### [Отрывок для чтения]

..............................

Наша семья в то время состояла из пяти человек. Это мой отец, Куценко Иван Семенович, мать Анна Харламовна, старшая сестра Татьяна, меньший братец Иван и я — Мария. Забегая наперед, скажу, что с братом в голод было сложнее. Мы ели все, что наши родители могли "накалапуцать" для нас, а он — совсем маленький еще ребенок, не мог понять, почему ему толкут гадкую, едкую отраву, которую почему-то называют супом. Еда у нас закончилась очень быстро, а потом наступил день, когда в хозяйстве совсем ничего не осталось. И только благодаря нашему неутомимому отцу мы все остались живы. Он днем и ночью "кулибничал", чтобы нас чем-то накормить.

..............................

### [Входные данные]
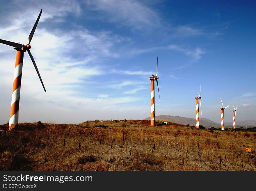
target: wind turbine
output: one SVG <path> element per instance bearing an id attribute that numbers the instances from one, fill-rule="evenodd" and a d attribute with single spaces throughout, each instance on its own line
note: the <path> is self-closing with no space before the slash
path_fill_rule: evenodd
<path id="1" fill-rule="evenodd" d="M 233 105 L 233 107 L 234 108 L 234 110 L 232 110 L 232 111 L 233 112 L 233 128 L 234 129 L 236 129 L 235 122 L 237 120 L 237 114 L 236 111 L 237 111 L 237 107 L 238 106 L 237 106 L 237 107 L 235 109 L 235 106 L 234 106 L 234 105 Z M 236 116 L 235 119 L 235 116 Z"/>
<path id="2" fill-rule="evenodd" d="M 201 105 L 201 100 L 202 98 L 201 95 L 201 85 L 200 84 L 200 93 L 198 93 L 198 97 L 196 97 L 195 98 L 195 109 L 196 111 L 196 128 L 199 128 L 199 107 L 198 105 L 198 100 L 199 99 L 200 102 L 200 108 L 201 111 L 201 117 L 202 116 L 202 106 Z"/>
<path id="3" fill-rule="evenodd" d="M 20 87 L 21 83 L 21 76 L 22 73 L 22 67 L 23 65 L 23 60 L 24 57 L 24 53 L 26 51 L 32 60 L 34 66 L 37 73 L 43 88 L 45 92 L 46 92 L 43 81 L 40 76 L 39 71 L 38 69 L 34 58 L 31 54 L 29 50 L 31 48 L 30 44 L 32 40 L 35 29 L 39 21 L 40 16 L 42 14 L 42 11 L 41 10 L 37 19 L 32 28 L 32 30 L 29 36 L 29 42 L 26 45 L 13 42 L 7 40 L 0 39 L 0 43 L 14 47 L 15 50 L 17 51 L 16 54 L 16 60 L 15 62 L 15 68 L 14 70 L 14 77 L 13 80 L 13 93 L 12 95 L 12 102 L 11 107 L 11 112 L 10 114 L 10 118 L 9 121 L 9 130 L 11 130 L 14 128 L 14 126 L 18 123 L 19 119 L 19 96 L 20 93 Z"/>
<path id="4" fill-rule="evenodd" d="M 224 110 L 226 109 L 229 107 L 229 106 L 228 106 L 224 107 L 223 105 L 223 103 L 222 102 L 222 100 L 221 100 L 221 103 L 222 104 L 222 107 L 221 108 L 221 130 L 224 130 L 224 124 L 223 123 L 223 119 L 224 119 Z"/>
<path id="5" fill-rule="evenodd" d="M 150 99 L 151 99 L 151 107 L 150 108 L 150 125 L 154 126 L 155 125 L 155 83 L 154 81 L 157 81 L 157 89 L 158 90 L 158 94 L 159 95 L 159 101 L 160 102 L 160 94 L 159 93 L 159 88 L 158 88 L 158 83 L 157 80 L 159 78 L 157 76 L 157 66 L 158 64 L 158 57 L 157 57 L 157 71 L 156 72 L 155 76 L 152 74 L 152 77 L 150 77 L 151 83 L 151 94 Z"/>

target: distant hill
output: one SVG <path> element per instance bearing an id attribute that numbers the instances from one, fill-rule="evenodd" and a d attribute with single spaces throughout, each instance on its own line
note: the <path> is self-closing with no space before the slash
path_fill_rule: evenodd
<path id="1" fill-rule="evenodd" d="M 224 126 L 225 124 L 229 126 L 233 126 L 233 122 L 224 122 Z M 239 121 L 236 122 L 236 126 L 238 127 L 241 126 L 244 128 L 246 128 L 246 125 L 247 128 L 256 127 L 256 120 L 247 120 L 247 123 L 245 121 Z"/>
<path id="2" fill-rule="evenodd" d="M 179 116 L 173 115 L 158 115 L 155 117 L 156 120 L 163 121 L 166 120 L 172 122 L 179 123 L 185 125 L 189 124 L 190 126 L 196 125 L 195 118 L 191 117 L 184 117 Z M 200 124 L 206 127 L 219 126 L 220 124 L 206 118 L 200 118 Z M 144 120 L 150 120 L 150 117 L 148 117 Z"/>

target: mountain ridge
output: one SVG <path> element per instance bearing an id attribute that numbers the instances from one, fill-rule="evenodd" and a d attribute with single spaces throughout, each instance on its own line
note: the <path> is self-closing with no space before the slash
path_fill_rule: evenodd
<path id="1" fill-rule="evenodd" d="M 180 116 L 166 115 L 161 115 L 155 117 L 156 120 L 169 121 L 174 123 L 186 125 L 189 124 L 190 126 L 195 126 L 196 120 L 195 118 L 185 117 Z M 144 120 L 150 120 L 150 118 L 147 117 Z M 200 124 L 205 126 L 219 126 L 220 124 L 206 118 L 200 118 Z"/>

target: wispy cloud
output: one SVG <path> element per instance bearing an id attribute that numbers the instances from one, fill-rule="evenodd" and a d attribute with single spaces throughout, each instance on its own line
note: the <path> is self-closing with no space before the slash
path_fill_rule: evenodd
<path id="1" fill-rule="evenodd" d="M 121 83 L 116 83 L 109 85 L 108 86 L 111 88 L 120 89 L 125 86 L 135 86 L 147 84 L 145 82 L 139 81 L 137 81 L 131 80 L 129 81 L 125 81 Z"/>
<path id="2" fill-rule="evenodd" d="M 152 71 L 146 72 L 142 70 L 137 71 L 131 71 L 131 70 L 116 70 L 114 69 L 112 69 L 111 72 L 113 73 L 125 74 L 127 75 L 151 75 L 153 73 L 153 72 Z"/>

..............................

### [Задания]
(1) Сколько человек было в семье, о которой рассказывает отрывок для чтения?
(2) Преобразуйте в таблицу Markdown часть записей, которая начинается с самого начала записей и заканчивается строкой, содержащей «150 99 L 151», включая обе границы. Столбцы назовите «№» и «Строка», пустые строки пропустите, а изображения в ответ не включайте.

### [Ответы по заданиям]
(1) Семья состояла из пяти человек.

(2)
| № | Строка |
|---|---|
| 1 | target: wind turbine |
| 2 | output: one SVG <path> element per instance bearing an id attribute that numbers the instances from one, fill-rule="evenodd" and a d attribute with single spaces throughout, each instance on its own line |
| 3 | note: the <path> is self-closing with no space before the slash |
| 4 | path_fill_rule: evenodd |
| 5 | <path id="1" fill-rule="evenodd" d="M 233 105 L 233 107 L 234 108 L 234 110 L 232 110 L 232 111 L 233 112 L 233 128 L 234 129 L 236 129 L 235 122 L 237 120 L 237 114 L 236 111 L 237 111 L 237 107 L 238 106 L 237 106 L 237 107 L 235 109 L 235 106 L 234 106 L 234 105 Z M 236 116 L 235 119 L 235 116 Z"/> |
| 6 | <path id="2" fill-rule="evenodd" d="M 201 105 L 201 100 L 202 98 L 201 95 L 201 85 L 200 84 L 200 93 L 198 93 L 198 97 L 196 97 L 195 98 L 195 109 L 196 111 L 196 128 L 199 128 L 199 107 L 198 105 L 198 100 L 199 99 L 200 102 L 200 108 L 201 111 L 201 117 L 202 116 L 202 106 Z"/> |
| 7 | <path id="3" fill-rule="evenodd" d="M 20 87 L 21 83 L 21 76 L 22 73 L 22 67 L 23 65 L 23 60 L 24 57 L 24 53 L 26 51 L 32 60 L 34 66 L 37 73 L 43 88 L 45 92 L 46 92 L 43 81 L 40 76 L 39 71 L 38 69 L 34 58 L 31 54 L 29 50 L 31 48 L 30 44 L 32 40 L 35 29 L 39 21 L 40 16 L 42 14 L 42 11 L 41 10 L 37 19 L 32 28 L 32 30 L 29 36 L 29 42 L 26 45 L 13 42 L 7 40 L 0 39 L 0 43 L 14 47 L 15 50 L 17 51 L 16 54 L 16 60 L 15 62 L 15 68 L 14 70 L 14 77 L 13 80 L 13 93 L 12 95 L 12 102 L 11 107 L 11 112 L 10 114 L 10 118 L 9 121 L 9 130 L 11 130 L 14 128 L 14 126 L 18 123 L 19 119 L 19 96 L 20 93 Z"/> |
| 8 | <path id="4" fill-rule="evenodd" d="M 224 110 L 226 109 L 229 107 L 229 106 L 228 106 L 224 107 L 223 105 L 223 103 L 222 102 L 222 100 L 221 100 L 221 103 L 222 104 L 222 107 L 221 108 L 221 130 L 224 130 L 224 124 L 223 123 L 223 119 L 224 119 Z"/> |
| 9 | <path id="5" fill-rule="evenodd" d="M 150 99 L 151 99 L 151 107 L 150 108 L 150 125 L 154 126 L 155 125 L 155 83 L 154 81 L 157 81 L 157 89 L 158 90 L 158 94 L 159 95 L 159 101 L 160 102 L 160 94 L 159 93 L 159 88 L 158 88 L 158 83 L 157 80 L 159 78 L 157 76 L 157 66 L 158 64 L 158 57 L 157 57 L 157 71 L 156 72 L 155 76 L 152 74 L 152 77 L 150 77 L 151 83 L 151 94 Z"/> |